Reproduce the listing below verbatim, line for line, and leave out the pictures.

== == ==

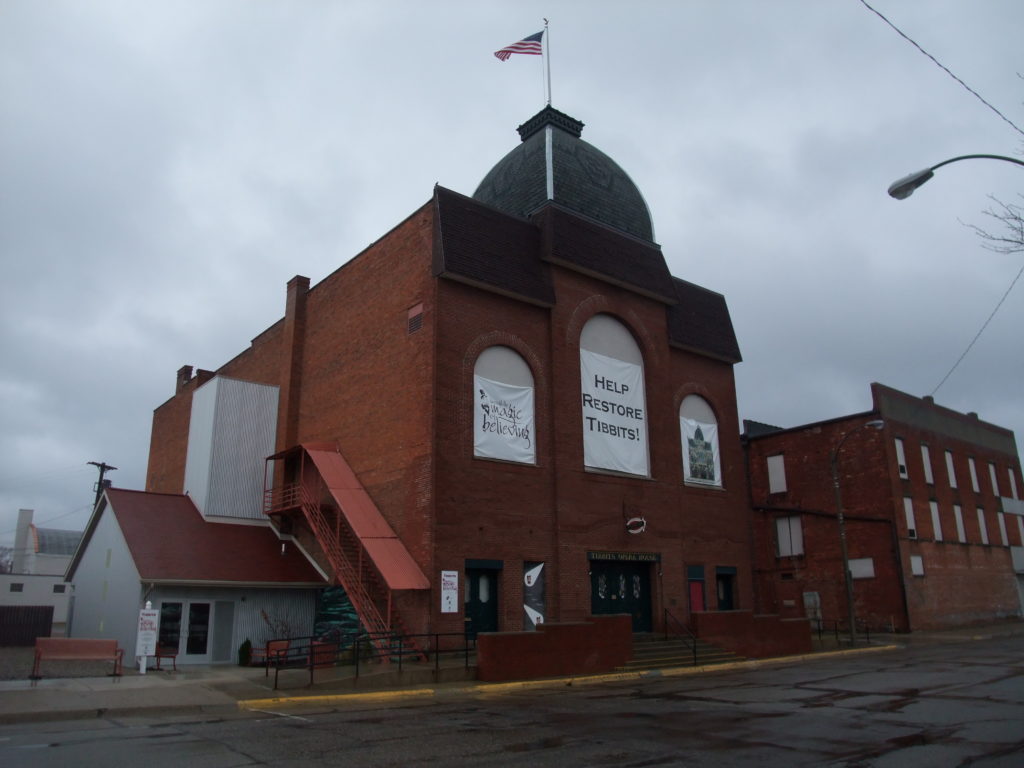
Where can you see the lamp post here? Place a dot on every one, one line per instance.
(875, 424)
(903, 188)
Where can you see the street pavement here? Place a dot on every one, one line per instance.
(228, 689)
(931, 700)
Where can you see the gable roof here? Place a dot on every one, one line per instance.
(169, 541)
(55, 542)
(481, 246)
(700, 323)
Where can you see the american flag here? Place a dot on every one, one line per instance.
(530, 45)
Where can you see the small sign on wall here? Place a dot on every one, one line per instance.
(450, 592)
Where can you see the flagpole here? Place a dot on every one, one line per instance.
(547, 56)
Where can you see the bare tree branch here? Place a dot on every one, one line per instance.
(1011, 238)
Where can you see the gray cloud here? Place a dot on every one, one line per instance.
(168, 167)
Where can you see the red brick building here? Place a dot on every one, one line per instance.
(932, 511)
(504, 412)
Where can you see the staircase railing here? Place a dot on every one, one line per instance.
(679, 630)
(358, 648)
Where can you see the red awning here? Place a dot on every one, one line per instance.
(383, 546)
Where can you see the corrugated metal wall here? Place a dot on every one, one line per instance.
(232, 430)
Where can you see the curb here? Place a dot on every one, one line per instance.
(267, 705)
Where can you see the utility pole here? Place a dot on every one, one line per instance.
(103, 468)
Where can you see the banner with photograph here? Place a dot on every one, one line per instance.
(532, 594)
(614, 426)
(503, 421)
(700, 459)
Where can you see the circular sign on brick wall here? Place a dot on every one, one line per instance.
(636, 525)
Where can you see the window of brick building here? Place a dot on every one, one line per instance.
(901, 459)
(916, 565)
(961, 530)
(950, 471)
(1003, 528)
(936, 522)
(974, 475)
(926, 460)
(788, 537)
(613, 399)
(911, 525)
(862, 567)
(698, 431)
(776, 474)
(503, 407)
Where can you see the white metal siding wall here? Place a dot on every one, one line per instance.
(200, 452)
(232, 430)
(244, 434)
(108, 592)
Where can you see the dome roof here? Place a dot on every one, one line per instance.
(554, 164)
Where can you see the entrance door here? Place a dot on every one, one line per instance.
(622, 588)
(185, 626)
(725, 580)
(481, 600)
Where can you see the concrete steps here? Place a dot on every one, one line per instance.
(654, 652)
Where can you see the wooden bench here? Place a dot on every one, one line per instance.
(78, 649)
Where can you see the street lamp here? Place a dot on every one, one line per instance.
(873, 424)
(903, 188)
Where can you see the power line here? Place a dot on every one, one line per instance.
(941, 67)
(980, 332)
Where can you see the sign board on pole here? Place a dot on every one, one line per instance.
(450, 592)
(145, 641)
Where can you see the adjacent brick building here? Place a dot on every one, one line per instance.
(933, 516)
(504, 412)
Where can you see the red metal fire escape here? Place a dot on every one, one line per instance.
(366, 556)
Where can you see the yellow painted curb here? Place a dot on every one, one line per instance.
(263, 705)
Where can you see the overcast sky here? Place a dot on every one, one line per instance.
(166, 167)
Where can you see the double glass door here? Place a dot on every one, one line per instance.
(185, 626)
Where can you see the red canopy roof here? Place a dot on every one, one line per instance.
(170, 541)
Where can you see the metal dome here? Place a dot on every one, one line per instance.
(554, 164)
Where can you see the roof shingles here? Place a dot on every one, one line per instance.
(170, 542)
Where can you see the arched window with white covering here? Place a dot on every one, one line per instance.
(698, 429)
(614, 410)
(503, 407)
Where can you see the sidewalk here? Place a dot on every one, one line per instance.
(224, 690)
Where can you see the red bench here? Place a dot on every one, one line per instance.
(79, 649)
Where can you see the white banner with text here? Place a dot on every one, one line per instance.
(503, 421)
(614, 426)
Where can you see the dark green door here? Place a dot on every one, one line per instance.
(481, 600)
(622, 588)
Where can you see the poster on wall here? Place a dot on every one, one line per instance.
(532, 594)
(614, 427)
(503, 421)
(700, 459)
(450, 592)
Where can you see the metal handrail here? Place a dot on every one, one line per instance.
(316, 652)
(686, 636)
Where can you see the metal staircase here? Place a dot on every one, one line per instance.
(350, 564)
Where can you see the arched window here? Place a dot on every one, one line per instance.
(503, 407)
(698, 429)
(614, 413)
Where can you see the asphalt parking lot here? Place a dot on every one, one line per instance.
(955, 702)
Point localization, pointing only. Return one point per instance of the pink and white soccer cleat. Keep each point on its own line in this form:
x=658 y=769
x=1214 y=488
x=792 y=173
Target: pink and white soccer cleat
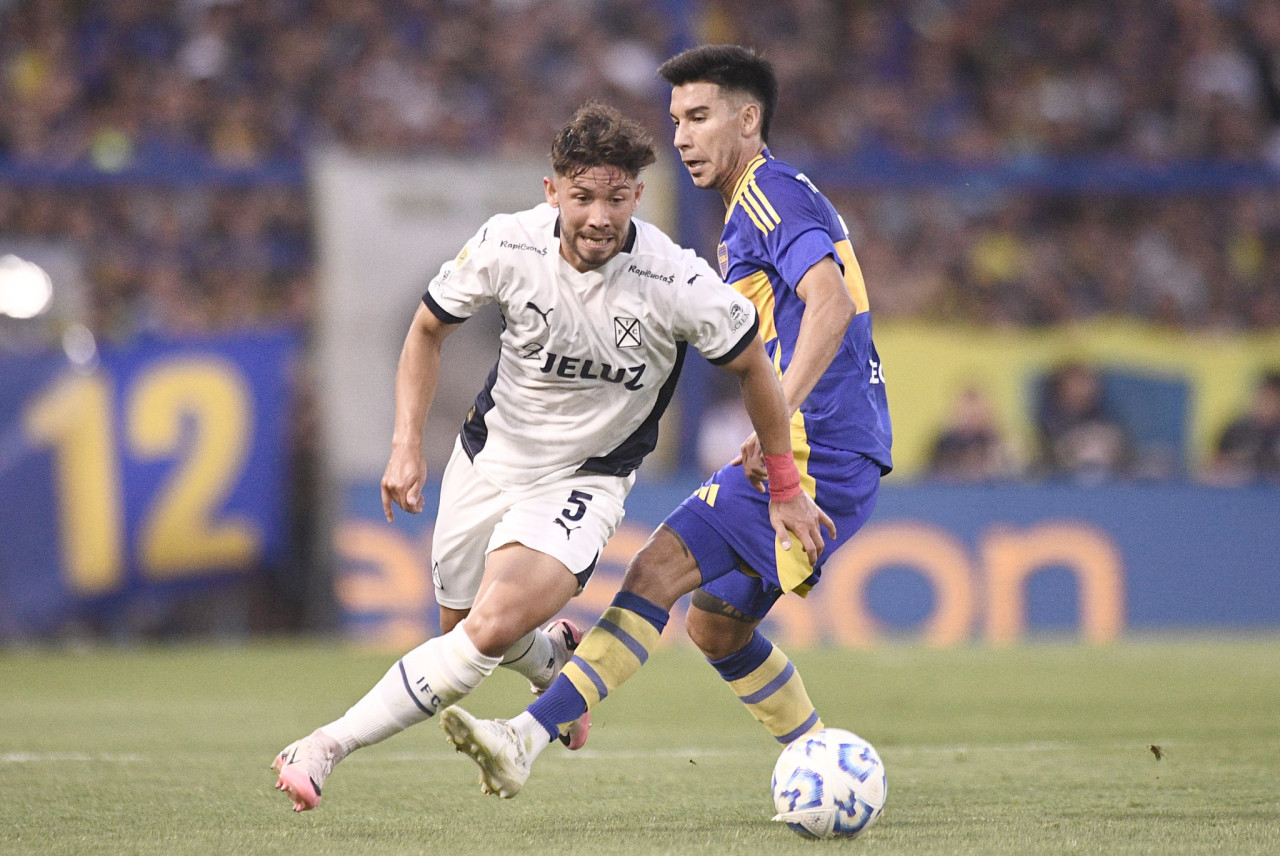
x=304 y=765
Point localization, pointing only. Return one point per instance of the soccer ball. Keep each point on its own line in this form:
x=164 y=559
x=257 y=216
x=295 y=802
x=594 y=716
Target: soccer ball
x=828 y=784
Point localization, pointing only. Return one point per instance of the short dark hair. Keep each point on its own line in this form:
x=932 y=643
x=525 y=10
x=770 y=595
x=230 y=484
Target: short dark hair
x=600 y=136
x=731 y=67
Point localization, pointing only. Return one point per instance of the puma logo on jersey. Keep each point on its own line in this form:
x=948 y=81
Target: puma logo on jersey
x=565 y=366
x=533 y=306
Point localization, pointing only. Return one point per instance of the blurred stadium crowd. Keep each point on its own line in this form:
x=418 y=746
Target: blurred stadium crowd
x=133 y=92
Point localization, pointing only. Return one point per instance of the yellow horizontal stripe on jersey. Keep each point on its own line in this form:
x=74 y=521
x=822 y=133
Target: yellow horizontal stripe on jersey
x=757 y=218
x=750 y=202
x=754 y=191
x=758 y=289
x=853 y=277
x=748 y=174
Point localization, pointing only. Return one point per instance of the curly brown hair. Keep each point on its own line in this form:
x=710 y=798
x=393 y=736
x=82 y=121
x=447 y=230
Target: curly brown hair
x=600 y=136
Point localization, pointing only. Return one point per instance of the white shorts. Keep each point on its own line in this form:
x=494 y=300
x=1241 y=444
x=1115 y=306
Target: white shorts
x=570 y=520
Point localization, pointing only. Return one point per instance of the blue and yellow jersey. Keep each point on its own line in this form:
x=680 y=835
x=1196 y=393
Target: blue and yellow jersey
x=778 y=225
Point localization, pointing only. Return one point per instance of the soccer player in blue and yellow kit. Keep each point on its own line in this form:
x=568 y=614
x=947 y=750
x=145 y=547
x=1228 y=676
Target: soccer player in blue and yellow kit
x=786 y=248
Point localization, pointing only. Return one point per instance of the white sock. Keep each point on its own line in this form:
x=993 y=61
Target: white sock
x=533 y=657
x=434 y=674
x=531 y=732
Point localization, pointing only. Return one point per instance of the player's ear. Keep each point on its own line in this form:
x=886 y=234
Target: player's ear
x=752 y=115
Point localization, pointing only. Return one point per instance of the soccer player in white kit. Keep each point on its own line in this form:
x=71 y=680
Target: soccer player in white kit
x=598 y=310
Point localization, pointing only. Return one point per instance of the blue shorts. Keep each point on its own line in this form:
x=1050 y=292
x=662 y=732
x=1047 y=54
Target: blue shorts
x=726 y=527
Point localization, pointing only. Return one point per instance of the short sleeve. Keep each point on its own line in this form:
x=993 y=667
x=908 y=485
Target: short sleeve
x=464 y=284
x=801 y=238
x=711 y=315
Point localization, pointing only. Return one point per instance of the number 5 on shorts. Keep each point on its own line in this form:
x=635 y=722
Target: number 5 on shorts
x=577 y=500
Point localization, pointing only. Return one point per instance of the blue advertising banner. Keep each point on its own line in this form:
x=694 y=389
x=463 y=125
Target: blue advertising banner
x=163 y=465
x=938 y=564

== == ==

TASK ANSWER ->
Where can you see the lamp post here? Place a dot on every one, one line per instance.
(875, 424)
(903, 188)
Where can you see the street pavement here? Place a dot on every one, one line per instance.
(228, 689)
(931, 700)
Where can you see the gable roof here? Place a dot on every one, one line per instance.
(169, 541)
(55, 542)
(481, 246)
(700, 323)
Where can you see the american flag here? Place a dot on every one, one line per instance.
(530, 45)
Where can you see the small sign on wall here? Place a dot on every one, one line per instance.
(450, 592)
Where can you see the flagpole here? Place a dot on every one, one line per instance.
(547, 56)
Where can you see the bare tree branch here? Place a dot on every one, one line per instance.
(1011, 238)
Where can you see the gray cloud here? Place a dot on every one, one line per instance.
(168, 167)
Where can you see the red brick building here? Place a dot on every one, one line per instance.
(932, 511)
(504, 412)
Where can you see the staircase railing here? Place a dot on every one, one line per instance.
(679, 630)
(358, 648)
Where can you see the red awning here? Place a dot on every one, one line per instance.
(383, 546)
Where can you see the corrugated metal wall here? Place a dot on every one, one line per instance.
(232, 430)
Where can you see the curb here? Place a dot on every one, one line per instance.
(267, 705)
Where can you see the utility pole here? Place a dot on every one, one line per instance.
(103, 468)
Where can you see the banner with photograph here? Place a dot on every one, one line per instance.
(532, 594)
(614, 426)
(503, 421)
(700, 459)
Where can you see the circular sign on brick wall here? Place a dot on every one, one line per instance.
(636, 525)
Where can you see the window of brick building here? Place a dot on every one, one line per instance.
(901, 459)
(916, 565)
(961, 530)
(950, 471)
(1003, 528)
(936, 522)
(974, 475)
(926, 460)
(788, 537)
(613, 399)
(911, 525)
(862, 567)
(698, 431)
(776, 474)
(503, 407)
Where can you see the white metal siding wall here? Place a dot on every one, one line per instance.
(200, 452)
(232, 430)
(244, 434)
(108, 592)
Where can you see the dome roof here? Place a dot on every one, one line per instance.
(554, 164)
Where can you see the entrance door here? Place a dot on every one, one line per instance.
(622, 588)
(185, 626)
(725, 580)
(481, 600)
Where can you see the concrete steps here? Place a dot on every one, one line per instance.
(654, 652)
Where can you see the wooden bench here? Place a dot on every one, one line per instance.
(78, 649)
Where can you see the street lamp here? Place a dot on every one, one line per instance.
(873, 424)
(903, 188)
Where can you see the power line here? Place a dot on every one, one line per instance.
(941, 67)
(980, 332)
Where can you see the sign board on pole here? Place a dot on every one, one line per instance.
(450, 592)
(145, 641)
Where can you see the adjacent brick building here? Place a dot on every one, one line per instance.
(933, 516)
(504, 412)
Where can you see the red metal fire escape here? Place a dot on every one, one line per instance.
(366, 556)
Where can you see the yellow painted curb here? Place a dot on every one, one line per instance.
(263, 705)
Where can you see the overcast sky here? Place a dot on every one, one line per instance.
(166, 167)
Where can you see the double glass door here? Place a dot on every one, one line per instance.
(185, 626)
Where can you see the red canopy roof here? Place a dot on every one, one line per instance.
(170, 541)
Where can you see the metal dome here? Place a dot on every one, one line per instance.
(554, 164)
Where can you see the roof shingles here? Place a dot on every one, one line per instance.
(170, 542)
Where can you see the arched window with white covering here? Place a dot on every one, one line per instance.
(698, 429)
(614, 410)
(503, 407)
Where can you see the sidewalk here? Place a dot on every one, one line per instance.
(224, 690)
Where can you see the red bench here? Place a dot on every one, one line per instance.
(79, 649)
Where can you see the white banner with text here? Place a dot on every one, one line per instance.
(503, 421)
(614, 426)
Where can you see the dark green door here? Place a dot on every one, one line per instance.
(481, 600)
(622, 588)
Where can you see the poster on wall here? Place a dot on every one, one line per instance.
(532, 594)
(614, 427)
(503, 421)
(700, 459)
(450, 592)
Where can you see the metal handrail here? Place a dot on every one, one line per instance.
(316, 652)
(686, 636)
Where can you see the metal staircase here? Place a dot on every one, one line per instance.
(350, 564)
Where can you see the arched window here? Place a dot on every one, one line per instance.
(503, 407)
(698, 429)
(614, 413)
Where can you see the asphalt parking lot here? Place a dot on every one, one line per instance.
(955, 702)
Point localization, pointing only. Return one point per instance of the pink and white soccer cleat. Keep each point on its own line in this form:
x=658 y=769
x=1214 y=488
x=792 y=173
Target: pink and white soccer cleat
x=304 y=765
Point localization, pointing only. Return one point per instance of the soccer ball. Keep each point on its own line in this form:
x=164 y=559
x=257 y=216
x=295 y=802
x=594 y=716
Target: soccer ball
x=828 y=784
Point localization, pointing only. Return one point per instance of the short dark hair. Keep each point on its own line in this form:
x=932 y=643
x=525 y=10
x=770 y=595
x=230 y=484
Target: short dark hair
x=600 y=136
x=731 y=67
Point localization, pointing only. Return one point per instance of the puma logo on jersey. Keep each point on its own line in this form:
x=948 y=81
Target: puma logo on jersey
x=565 y=366
x=533 y=306
Point localization, pointing only. Return one point per instance of the blurred stadium crowd. Keep each point on its own line in this form:
x=418 y=746
Target: blurred stadium crowd
x=133 y=92
Point localization, pointing only. Return one point per instance of the yellow horizontal stripe on jersey. Keep each point on its own line in this form:
x=74 y=521
x=822 y=133
Target: yellow horizontal stripe on jersey
x=757 y=218
x=750 y=202
x=754 y=191
x=758 y=289
x=853 y=277
x=748 y=174
Point localization, pointing only. Return one point per instance of the curly brown hair. Keep each point on its own line in this form:
x=710 y=798
x=393 y=736
x=82 y=121
x=447 y=230
Target: curly brown hair
x=600 y=136
Point localization, pointing only. Return one point per instance of the white shorts. Keep each point on its own line in this form:
x=494 y=300
x=1241 y=444
x=1115 y=306
Target: white shorts
x=570 y=520
Point localization, pointing only. Return one point per instance of the blue and yellow jersey. Keep each point on its own line in this form:
x=680 y=835
x=1196 y=393
Target: blue and yellow jersey
x=778 y=225
Point localization, pointing only. Return one point per instance of the soccer player in blue and yellow kit. Keep each point on its own line in this form:
x=568 y=614
x=947 y=750
x=145 y=547
x=1228 y=676
Target: soccer player in blue and yellow kit
x=786 y=248
Point localization, pointing only. Return one point per instance of the white sock. Keep each point on its own line in this form:
x=993 y=61
Target: white sock
x=533 y=657
x=434 y=674
x=531 y=732
Point localization, pointing only. Return one point per instance of the player's ear. Keep each point on its own line in this form:
x=886 y=234
Target: player's ear
x=752 y=115
Point localization, pointing only. Return one point per instance of the soccer player in white kit. Keep each point on its own line in this form:
x=71 y=680
Target: soccer player in white kit
x=598 y=310
Point localization, pointing only. Return one point per instance of the blue shorts. Keep each point on its own line in this form:
x=1050 y=292
x=662 y=732
x=1047 y=54
Target: blue shorts
x=726 y=527
Point localization, pointing only. Return one point per instance of the short sleeve. Keep each point on its own line in this form:
x=993 y=667
x=908 y=485
Target: short sleeve
x=464 y=284
x=801 y=238
x=711 y=315
Point localization, pointing only. Return one point per instance of the number 5 on shorts. Keep each point on its own line in this form:
x=635 y=722
Target: number 5 on shorts
x=577 y=500
Point localization, pointing only. Return one point per instance of the blue advertising banner. Keep each point on its own line in this form:
x=694 y=389
x=463 y=125
Target: blue advertising banner
x=163 y=465
x=938 y=564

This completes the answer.